__Stated exercise__.
Take the entries below and print all of them exactly, please.

[Object location annotation data]
==*==
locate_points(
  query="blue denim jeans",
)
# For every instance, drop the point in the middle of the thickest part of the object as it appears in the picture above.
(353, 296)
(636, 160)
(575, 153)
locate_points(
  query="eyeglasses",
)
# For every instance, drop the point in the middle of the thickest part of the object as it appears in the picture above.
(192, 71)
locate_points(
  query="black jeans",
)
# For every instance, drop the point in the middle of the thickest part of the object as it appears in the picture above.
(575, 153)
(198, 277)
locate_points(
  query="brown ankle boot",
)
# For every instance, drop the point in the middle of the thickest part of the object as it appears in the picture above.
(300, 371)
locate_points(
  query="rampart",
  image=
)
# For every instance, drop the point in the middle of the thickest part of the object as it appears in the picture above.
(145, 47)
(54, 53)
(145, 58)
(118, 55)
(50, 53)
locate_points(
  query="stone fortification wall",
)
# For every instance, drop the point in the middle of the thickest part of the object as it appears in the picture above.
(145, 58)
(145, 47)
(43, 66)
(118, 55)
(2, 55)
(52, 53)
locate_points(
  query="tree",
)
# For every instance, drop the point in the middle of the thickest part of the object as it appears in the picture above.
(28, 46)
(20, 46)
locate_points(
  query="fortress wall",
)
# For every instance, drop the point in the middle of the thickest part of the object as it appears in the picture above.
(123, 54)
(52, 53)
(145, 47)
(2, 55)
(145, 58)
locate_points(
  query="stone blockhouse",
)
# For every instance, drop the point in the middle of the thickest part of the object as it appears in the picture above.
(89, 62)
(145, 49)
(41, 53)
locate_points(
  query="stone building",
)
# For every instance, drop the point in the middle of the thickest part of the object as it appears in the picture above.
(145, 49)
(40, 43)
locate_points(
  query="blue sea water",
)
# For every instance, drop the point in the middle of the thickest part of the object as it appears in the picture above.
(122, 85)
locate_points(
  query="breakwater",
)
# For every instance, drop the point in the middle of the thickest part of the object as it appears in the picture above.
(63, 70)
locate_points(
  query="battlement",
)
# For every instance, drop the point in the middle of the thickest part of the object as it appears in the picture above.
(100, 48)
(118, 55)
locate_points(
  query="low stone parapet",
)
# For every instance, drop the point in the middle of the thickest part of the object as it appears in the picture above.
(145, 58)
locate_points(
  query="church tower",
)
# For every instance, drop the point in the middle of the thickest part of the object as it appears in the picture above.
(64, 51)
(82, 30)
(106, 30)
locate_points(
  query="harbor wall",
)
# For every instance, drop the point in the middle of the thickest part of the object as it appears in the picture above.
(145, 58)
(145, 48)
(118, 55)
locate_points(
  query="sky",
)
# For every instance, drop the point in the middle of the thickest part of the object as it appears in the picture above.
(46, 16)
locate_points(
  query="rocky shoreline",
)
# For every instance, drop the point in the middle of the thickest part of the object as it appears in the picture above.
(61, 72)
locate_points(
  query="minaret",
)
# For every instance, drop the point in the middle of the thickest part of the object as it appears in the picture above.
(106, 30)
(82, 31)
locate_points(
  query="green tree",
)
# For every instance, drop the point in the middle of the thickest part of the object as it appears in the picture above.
==*==
__Result of this exercise__.
locate_points(
  query="blue denim jeans",
)
# For every instance, drop the point in the middle of the thickest part of the object as it appears in the picture above.
(353, 296)
(636, 160)
(575, 153)
locate_points(
  query="eyeglasses",
)
# For every instance, drop the point in the middle of the thickest part of the object as it appears in the picture above.
(192, 71)
locate_points(
  query="black jeans",
)
# For every instance, drop the point in the middle of the thickest part of the object as it appears in the picture above.
(575, 153)
(198, 277)
locate_points(
  query="brown ankle boot",
)
# For every instance, drop the point in the middle of the thickest part of the object as it appears in the picture above.
(300, 371)
locate_points(
  query="rampart",
  image=
)
# For every instance, drop the point in the middle of the thickest part of the object as it appears in the picture above.
(145, 47)
(54, 53)
(145, 58)
(118, 55)
(50, 53)
locate_points(
  query="stone fortification wall",
)
# For every instance, drop the point in the middle of the thickest part of the object as it appears in the picture above.
(145, 58)
(145, 47)
(43, 66)
(118, 55)
(2, 55)
(52, 53)
locate_points(
  query="tree",
)
# For every instance, drop the point in the middle of the thickest part of the object as it appears in the picture above.
(28, 46)
(20, 46)
locate_points(
  query="fortress wall",
)
# For every instance, drop the point in the middle of the thickest part of the object as it appears in the picture above.
(123, 54)
(52, 53)
(145, 47)
(2, 55)
(145, 58)
locate_points(
  query="stone blockhouse",
)
# For every instance, drop the point in the middle of the thickest part of the object as it appears in the picture above.
(89, 62)
(145, 49)
(41, 53)
locate_points(
  query="stone building",
)
# For every instance, drop the point in the middle of the thickest part of the object as it appears in the picture above.
(145, 49)
(40, 43)
locate_points(
  query="blue sea water",
)
# For every instance, drop the point in the middle of the thickest part of the object as it appears in the picture above.
(122, 85)
locate_points(
  query="breakwater",
)
# For every instance, drop the point in the middle of the thickest part of the object as it appears in the picture above.
(63, 70)
locate_points(
  query="battlement",
)
# For every instance, drop the point in the middle of the thickest part of the object as it appears in the picture above.
(100, 48)
(118, 55)
locate_points(
  query="low stone parapet",
)
# For every instance, drop the point in the middle of the thickest part of the object as it appears in the picture above.
(145, 58)
locate_points(
  query="church tower",
)
# For every instance, drop the point in the middle of the thickest part of the object as it appears in the picture above.
(64, 51)
(82, 30)
(106, 30)
locate_points(
  query="harbor wall",
)
# For every instance, drop the point in the middle of the thickest part of the object as it appears in the picture above.
(145, 58)
(145, 48)
(118, 55)
locate_points(
  query="sky",
)
# For every instance, drop the point in the middle of the thickest part of the object as it appears in the picture above.
(46, 16)
locate_points(
  query="rocky shoreline",
)
# For every instance, drop the point in the middle of the thickest part of the object as it appears in the picture above.
(61, 72)
locate_points(
  query="minaret",
)
# For every instance, drop the point in the middle of the thickest part of the object as it appears in the picture above.
(106, 30)
(82, 31)
locate_points(
  query="green tree",
)
# For every instance, drop the point in the middle of the thickest part of the object as it appears in the picture above.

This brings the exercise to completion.